## TASK PROMPT
Reproduce every one of the records below word for word, leaving out the picture.

--- DATA SUPPLIED ---

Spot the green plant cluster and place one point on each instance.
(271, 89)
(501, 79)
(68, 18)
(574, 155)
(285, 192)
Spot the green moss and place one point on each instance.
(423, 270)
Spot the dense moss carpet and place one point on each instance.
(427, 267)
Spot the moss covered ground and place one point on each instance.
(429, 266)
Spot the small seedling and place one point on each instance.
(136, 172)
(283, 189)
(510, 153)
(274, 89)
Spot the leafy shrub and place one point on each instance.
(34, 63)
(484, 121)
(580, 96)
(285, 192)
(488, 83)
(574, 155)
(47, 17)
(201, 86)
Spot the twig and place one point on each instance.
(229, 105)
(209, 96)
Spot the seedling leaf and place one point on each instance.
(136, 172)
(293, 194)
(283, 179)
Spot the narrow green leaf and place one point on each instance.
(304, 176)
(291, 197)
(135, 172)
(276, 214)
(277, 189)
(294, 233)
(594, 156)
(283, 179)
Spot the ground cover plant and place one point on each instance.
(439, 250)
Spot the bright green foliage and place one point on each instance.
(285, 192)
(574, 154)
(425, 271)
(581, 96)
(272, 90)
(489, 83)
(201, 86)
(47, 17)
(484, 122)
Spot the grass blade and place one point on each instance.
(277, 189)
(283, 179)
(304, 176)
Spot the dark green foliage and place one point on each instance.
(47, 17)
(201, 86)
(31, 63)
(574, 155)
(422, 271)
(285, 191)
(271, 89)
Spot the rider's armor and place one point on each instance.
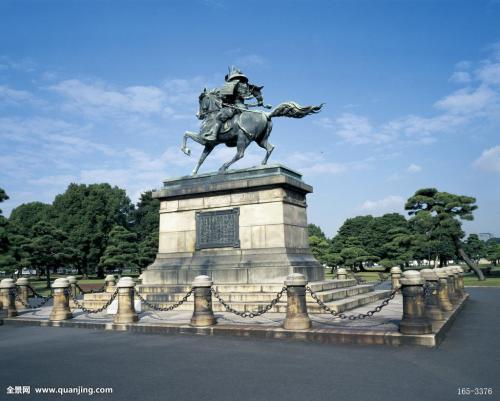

---

## RESPONSE TO THE EXERCISE
Spot the green plant cluster and place one point on each instance.
(271, 89)
(501, 79)
(68, 18)
(574, 155)
(285, 192)
Spot the green moss and place one point on each instance.
(423, 270)
Spot the dense moss carpet and place one point on each instance.
(427, 267)
Spot the moss covered ground and place one point on each instance.
(429, 266)
Spot the small seedling and place one point on each instance.
(136, 172)
(283, 189)
(510, 153)
(274, 89)
Spot the leafy shrub and place one point on each instance.
(34, 63)
(484, 121)
(580, 96)
(285, 192)
(488, 83)
(574, 155)
(47, 17)
(201, 86)
Spot the twig and place one point on each instance.
(229, 105)
(209, 96)
Spot the seedling leaf and place one point on each instance.
(136, 172)
(293, 194)
(283, 179)
Spot the narrow green leaf and place one point on each instance.
(304, 176)
(291, 197)
(135, 172)
(276, 214)
(277, 189)
(294, 233)
(594, 156)
(283, 179)
Spot the ground cover plant and place one point on each instance.
(439, 250)
Spot the bright green foliage and place one point on each instance.
(285, 192)
(574, 154)
(425, 271)
(581, 96)
(272, 90)
(489, 83)
(201, 86)
(47, 17)
(484, 122)
Spot the grass blade and place one point on each instance.
(277, 189)
(283, 179)
(304, 176)
Spot the dark green foliage and place one point on each instance.
(47, 17)
(201, 86)
(31, 63)
(574, 155)
(422, 271)
(285, 191)
(271, 89)
Spot the rider's armor and place one point on each instance.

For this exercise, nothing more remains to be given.